───── Extracted text

Sarasota Voices Fight for Zika Funding



A Sarasota-based infectious disease specialist was among experts testifying about the Zika virus to Florida’s congressional delegation in Washington, D.C. on Wednesday. “No county in Florida is impervious to the Zika threat,” says Dr. Vilma Vega. “The number of cases we have seen thus far is only the beginning. This virus could spread exponentially across the state of Florida in the months ahead. We must prepare and plan for the worst.”

At the same hearing, Centers for Disease Control and Prevention director Dr. Tom Frieden says it will take years to develop a vaccine for Zika, a mosquito-borne illness linked to birth defects. He told lawmakers that Congress needs to approve funding quickly to fight the disease.  

Vega told SRQ the state so far has 183 cases of confirmed Zika virus, 38 of which involve pregnant women. The bulk of the infections have been in the Miami and Broward County area she said. There have been 18 tests in Sarasota, but so far no cases of Zika have been confirmed in Sarasota or Manatee counties. But she said every county could be vulnerable, especially as travelers from South Florida come here.

──────────
───── Data for review

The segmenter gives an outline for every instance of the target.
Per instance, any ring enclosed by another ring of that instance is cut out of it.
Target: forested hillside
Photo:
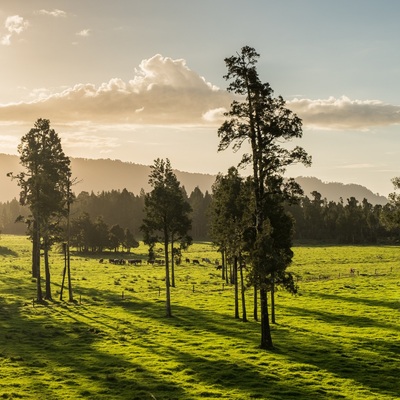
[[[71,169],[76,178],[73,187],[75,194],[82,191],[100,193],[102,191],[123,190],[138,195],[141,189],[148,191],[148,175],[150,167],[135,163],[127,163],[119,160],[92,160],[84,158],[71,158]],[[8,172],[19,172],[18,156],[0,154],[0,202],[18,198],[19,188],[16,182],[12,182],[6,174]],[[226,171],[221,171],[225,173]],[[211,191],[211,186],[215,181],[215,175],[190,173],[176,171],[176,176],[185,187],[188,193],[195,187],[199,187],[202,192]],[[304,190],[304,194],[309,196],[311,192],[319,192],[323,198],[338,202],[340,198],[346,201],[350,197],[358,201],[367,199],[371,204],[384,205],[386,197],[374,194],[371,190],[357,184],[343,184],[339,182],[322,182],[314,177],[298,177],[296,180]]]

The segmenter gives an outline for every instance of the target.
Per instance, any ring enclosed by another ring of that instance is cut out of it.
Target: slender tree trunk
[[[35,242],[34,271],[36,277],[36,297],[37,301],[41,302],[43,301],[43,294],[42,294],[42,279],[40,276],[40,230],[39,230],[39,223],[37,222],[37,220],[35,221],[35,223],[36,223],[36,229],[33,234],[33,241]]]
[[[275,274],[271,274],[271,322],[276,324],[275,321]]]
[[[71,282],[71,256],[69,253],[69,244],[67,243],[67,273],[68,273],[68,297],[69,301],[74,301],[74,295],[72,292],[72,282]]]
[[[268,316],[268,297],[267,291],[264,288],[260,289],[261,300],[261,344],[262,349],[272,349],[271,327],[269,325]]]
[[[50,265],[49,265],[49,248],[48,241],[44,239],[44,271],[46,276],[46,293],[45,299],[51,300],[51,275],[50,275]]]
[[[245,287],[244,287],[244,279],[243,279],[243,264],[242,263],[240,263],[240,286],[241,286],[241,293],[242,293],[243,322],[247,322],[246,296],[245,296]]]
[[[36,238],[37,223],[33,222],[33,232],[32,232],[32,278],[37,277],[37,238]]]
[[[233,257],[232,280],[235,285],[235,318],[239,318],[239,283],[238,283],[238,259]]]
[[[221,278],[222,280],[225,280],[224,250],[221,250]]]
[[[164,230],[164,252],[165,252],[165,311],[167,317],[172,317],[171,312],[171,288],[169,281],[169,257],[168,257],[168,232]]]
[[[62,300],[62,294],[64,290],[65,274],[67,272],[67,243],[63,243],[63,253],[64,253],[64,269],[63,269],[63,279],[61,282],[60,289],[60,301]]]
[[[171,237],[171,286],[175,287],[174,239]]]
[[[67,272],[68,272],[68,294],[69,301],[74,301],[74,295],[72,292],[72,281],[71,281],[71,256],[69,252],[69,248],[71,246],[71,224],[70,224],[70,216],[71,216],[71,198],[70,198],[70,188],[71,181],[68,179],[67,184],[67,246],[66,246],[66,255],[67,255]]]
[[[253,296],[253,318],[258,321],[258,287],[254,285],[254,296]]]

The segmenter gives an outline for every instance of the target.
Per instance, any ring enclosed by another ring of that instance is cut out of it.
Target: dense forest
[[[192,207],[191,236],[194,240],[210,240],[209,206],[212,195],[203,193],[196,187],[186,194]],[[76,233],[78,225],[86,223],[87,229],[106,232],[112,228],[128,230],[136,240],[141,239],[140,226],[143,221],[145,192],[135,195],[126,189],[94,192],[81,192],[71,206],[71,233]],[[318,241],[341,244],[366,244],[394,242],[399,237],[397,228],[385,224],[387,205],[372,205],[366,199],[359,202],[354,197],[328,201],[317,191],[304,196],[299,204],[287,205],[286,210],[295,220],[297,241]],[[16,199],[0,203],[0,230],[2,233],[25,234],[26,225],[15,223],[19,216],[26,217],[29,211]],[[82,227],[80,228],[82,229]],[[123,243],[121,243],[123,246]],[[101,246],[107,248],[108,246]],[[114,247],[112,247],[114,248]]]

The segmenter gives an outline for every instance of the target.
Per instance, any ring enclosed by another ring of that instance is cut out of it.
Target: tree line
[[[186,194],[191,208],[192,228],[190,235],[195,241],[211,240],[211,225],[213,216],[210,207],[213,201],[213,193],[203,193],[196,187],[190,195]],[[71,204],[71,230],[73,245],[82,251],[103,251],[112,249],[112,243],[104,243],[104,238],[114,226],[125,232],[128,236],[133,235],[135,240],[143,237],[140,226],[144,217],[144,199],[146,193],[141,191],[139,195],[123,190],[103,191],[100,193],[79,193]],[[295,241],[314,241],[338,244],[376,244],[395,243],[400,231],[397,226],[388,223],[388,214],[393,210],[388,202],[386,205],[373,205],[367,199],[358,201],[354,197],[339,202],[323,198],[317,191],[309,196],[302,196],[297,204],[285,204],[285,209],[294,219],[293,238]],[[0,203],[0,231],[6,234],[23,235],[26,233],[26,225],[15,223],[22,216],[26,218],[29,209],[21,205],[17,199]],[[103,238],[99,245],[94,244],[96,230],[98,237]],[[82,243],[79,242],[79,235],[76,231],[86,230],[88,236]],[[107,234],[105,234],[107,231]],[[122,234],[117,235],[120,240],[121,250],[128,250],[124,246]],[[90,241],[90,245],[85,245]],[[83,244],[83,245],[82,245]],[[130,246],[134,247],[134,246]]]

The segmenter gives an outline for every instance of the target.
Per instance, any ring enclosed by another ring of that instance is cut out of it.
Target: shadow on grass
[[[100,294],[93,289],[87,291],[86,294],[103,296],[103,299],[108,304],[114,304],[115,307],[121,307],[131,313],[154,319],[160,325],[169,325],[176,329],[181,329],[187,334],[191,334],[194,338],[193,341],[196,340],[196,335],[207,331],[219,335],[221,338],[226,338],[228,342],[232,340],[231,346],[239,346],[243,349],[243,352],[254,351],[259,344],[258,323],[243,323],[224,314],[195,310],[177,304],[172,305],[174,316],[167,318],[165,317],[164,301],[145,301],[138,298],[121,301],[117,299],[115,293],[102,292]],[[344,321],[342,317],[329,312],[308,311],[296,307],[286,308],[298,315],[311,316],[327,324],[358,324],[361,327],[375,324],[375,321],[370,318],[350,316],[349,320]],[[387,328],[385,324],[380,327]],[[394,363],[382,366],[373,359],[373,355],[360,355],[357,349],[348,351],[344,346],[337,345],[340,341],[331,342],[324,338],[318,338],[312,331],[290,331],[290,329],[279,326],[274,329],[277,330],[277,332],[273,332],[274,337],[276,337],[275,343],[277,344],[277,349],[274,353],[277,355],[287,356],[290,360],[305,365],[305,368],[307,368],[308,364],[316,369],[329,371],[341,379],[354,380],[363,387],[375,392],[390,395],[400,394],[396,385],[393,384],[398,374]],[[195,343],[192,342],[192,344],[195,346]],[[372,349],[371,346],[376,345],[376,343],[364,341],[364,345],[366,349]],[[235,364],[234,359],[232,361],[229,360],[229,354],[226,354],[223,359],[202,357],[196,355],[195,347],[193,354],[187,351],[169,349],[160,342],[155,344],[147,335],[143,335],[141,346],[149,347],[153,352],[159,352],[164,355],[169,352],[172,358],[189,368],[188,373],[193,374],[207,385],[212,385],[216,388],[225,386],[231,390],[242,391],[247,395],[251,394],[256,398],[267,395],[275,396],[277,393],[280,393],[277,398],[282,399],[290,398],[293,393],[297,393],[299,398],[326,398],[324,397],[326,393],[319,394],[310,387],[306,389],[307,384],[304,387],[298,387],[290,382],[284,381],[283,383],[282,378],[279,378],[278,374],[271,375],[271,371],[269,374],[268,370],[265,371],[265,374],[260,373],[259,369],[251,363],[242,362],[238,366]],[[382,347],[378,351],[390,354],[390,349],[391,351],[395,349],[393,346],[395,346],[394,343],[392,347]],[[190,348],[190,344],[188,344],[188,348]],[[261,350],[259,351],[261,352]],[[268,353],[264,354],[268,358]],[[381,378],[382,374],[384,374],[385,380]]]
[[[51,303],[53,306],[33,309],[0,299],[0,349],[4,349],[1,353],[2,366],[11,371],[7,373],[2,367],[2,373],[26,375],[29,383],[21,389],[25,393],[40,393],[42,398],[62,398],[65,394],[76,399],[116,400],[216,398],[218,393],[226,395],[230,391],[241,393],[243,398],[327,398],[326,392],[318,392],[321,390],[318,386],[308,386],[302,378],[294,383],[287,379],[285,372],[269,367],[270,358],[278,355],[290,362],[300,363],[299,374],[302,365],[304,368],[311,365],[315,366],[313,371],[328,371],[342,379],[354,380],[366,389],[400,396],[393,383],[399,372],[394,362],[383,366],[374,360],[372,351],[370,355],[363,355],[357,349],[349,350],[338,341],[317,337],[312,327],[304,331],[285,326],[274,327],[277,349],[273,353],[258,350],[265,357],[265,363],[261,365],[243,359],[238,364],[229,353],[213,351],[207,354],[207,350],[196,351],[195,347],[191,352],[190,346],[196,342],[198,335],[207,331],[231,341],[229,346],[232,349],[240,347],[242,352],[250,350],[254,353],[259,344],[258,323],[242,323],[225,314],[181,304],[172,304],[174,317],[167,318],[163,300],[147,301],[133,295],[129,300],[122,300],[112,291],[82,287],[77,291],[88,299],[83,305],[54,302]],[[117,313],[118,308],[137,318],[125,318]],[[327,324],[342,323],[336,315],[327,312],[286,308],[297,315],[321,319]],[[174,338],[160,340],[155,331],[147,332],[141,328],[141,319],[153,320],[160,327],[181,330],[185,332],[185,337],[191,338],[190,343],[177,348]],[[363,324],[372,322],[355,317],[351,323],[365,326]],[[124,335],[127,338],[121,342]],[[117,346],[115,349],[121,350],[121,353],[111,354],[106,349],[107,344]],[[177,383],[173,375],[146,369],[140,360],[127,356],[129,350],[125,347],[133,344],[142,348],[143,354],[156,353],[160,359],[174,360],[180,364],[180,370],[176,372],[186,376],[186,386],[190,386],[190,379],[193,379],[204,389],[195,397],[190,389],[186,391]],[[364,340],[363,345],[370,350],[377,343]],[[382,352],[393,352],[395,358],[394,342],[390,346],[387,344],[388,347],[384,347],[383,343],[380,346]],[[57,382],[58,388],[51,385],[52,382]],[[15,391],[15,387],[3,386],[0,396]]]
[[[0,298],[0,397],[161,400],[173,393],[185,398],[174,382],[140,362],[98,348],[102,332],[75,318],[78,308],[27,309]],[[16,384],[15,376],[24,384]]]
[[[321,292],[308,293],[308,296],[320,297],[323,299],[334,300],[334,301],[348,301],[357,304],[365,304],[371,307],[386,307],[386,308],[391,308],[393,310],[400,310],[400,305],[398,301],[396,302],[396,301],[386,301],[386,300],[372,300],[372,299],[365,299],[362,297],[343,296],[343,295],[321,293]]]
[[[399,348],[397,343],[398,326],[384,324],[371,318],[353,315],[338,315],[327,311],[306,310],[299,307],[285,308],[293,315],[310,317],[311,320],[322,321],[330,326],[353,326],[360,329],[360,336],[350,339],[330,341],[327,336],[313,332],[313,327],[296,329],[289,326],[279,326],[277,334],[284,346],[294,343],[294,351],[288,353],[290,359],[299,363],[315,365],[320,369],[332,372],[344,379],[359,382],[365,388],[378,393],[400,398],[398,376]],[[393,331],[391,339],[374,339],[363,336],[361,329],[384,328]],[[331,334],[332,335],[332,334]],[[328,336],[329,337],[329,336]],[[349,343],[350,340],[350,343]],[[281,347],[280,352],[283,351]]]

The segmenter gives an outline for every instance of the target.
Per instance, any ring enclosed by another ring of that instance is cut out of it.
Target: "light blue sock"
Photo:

──────────
───── Data for review

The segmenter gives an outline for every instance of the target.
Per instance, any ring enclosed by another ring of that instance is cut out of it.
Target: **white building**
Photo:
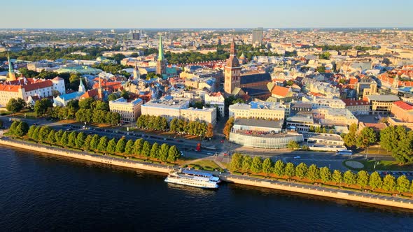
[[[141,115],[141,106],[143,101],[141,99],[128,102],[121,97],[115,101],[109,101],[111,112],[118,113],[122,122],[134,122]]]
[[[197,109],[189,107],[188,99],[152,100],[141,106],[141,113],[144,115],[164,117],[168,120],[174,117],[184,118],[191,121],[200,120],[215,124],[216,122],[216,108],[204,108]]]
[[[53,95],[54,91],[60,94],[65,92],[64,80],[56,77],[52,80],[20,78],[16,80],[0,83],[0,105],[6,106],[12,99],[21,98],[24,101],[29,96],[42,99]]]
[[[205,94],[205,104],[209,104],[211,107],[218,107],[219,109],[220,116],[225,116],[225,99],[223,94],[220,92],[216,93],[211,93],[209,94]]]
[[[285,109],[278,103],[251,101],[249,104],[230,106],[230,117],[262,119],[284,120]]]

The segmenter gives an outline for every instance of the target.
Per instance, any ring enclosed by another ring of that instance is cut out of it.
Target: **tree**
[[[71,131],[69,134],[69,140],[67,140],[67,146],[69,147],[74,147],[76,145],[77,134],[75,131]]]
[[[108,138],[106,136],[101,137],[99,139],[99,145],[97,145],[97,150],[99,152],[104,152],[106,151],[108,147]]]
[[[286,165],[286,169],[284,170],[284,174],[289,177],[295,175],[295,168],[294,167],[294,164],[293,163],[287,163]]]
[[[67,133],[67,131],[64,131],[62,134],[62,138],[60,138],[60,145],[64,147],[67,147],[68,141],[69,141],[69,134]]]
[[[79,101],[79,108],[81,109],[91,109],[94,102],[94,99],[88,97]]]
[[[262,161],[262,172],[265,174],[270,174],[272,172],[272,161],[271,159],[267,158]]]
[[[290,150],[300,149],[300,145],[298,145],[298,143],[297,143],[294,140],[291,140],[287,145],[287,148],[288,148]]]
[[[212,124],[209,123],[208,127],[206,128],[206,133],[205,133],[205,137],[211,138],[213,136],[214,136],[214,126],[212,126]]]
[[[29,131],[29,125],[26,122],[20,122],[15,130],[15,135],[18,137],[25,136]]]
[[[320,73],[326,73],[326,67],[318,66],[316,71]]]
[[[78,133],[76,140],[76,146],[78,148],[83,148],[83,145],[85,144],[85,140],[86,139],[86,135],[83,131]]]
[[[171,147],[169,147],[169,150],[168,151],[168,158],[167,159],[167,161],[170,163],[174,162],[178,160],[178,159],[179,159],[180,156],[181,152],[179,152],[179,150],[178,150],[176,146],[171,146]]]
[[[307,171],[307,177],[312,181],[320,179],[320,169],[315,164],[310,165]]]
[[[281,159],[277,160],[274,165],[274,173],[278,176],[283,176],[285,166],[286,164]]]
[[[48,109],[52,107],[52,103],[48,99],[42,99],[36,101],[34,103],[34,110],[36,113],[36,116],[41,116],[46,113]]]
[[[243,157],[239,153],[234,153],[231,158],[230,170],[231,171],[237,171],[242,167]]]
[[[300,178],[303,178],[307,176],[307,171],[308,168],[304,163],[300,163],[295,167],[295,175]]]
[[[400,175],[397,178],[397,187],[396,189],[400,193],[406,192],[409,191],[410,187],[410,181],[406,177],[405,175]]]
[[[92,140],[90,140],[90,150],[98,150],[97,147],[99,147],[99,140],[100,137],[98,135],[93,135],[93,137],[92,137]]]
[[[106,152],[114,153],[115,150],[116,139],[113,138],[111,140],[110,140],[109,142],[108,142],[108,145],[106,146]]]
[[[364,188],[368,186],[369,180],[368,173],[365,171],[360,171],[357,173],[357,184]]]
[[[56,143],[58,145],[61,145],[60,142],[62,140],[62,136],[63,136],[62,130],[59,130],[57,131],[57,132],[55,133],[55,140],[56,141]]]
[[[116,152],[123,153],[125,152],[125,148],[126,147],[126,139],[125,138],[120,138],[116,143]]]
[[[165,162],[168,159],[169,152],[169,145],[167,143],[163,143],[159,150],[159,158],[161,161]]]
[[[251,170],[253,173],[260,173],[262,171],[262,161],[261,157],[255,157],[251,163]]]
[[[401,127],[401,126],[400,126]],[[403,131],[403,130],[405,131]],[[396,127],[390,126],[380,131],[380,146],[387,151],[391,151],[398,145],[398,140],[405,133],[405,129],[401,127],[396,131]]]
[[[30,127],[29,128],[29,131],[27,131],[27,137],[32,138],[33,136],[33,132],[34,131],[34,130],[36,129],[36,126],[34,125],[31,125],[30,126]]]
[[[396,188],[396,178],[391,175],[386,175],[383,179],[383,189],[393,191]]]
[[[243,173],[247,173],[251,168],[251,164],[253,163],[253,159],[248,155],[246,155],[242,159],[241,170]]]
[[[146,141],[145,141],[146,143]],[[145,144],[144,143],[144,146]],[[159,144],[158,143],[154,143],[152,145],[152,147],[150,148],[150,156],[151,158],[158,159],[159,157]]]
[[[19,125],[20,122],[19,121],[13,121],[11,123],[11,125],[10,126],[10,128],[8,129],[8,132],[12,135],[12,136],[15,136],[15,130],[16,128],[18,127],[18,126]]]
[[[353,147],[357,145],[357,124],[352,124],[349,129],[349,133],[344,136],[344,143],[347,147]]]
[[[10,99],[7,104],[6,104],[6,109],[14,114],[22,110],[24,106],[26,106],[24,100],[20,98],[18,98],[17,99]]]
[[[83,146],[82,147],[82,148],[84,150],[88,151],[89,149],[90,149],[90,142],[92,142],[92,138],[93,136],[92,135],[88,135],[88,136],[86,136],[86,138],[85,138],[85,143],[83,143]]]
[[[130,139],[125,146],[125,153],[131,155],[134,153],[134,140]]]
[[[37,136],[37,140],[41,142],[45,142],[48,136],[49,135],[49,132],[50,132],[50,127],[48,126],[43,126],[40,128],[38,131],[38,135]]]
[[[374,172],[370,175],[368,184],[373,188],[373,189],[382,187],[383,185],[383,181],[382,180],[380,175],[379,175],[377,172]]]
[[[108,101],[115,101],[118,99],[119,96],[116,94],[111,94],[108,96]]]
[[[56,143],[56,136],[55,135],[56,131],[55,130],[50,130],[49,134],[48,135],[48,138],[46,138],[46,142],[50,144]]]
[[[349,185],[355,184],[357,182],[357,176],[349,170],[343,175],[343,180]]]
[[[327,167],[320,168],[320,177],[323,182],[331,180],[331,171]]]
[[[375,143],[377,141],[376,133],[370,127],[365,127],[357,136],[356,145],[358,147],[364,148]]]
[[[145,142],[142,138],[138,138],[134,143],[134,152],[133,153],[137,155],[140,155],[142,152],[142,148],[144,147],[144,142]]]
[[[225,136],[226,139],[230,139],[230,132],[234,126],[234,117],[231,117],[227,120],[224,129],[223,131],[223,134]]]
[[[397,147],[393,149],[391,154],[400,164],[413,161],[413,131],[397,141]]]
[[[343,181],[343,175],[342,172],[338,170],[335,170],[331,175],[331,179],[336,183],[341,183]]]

──────────
───── Data for review

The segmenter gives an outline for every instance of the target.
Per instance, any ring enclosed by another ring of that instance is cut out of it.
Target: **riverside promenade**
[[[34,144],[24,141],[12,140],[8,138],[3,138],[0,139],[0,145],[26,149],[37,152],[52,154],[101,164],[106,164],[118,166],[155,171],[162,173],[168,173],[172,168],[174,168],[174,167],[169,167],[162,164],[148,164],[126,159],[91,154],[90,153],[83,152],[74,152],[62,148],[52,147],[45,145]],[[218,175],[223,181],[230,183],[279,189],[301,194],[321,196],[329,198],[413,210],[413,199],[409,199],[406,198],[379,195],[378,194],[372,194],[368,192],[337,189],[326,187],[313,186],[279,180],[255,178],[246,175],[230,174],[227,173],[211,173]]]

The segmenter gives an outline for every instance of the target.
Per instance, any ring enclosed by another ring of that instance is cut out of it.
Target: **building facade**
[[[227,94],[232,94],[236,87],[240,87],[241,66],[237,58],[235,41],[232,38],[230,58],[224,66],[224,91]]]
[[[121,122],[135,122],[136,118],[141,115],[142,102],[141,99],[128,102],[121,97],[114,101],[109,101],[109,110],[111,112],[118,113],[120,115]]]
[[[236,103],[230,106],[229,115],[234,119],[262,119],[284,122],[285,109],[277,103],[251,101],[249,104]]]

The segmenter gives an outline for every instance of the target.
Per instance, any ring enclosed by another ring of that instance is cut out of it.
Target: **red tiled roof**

──────────

• _Problem statement_
Continue the news article on Sarasota and Zika funding, picking up right after its final sentence.

• _Task response_
US Rep. Vern Buchanan, R-Sarasota, serves as co-chair of the state delegation and used the hearing to urge action on funding. “I’m confident our delegation will be instrumental in encouraging Congress to put aside partisanship and give disease-fighters the resources they need to protect women and newborns,” he says. And in Florida, support for funding has been bipartisan even as the financial side of debate divides lawmakers nationally. In addition to Florida members of the House, US Rep. Marco Rubio, the most vocal Republican supporter of funding in the Senate, also attended the hearing.

Buchanan has supported a request from President Barack Obama for $1.9 billion to fight the virus, and was the first Republican in the House to do so. The House and Senate are in ongoing negotiations over an emergency funding package. “We need to outpace the virus,” Buchanan says. “It’s no longer a question of whether people will be infected, but when and how many.”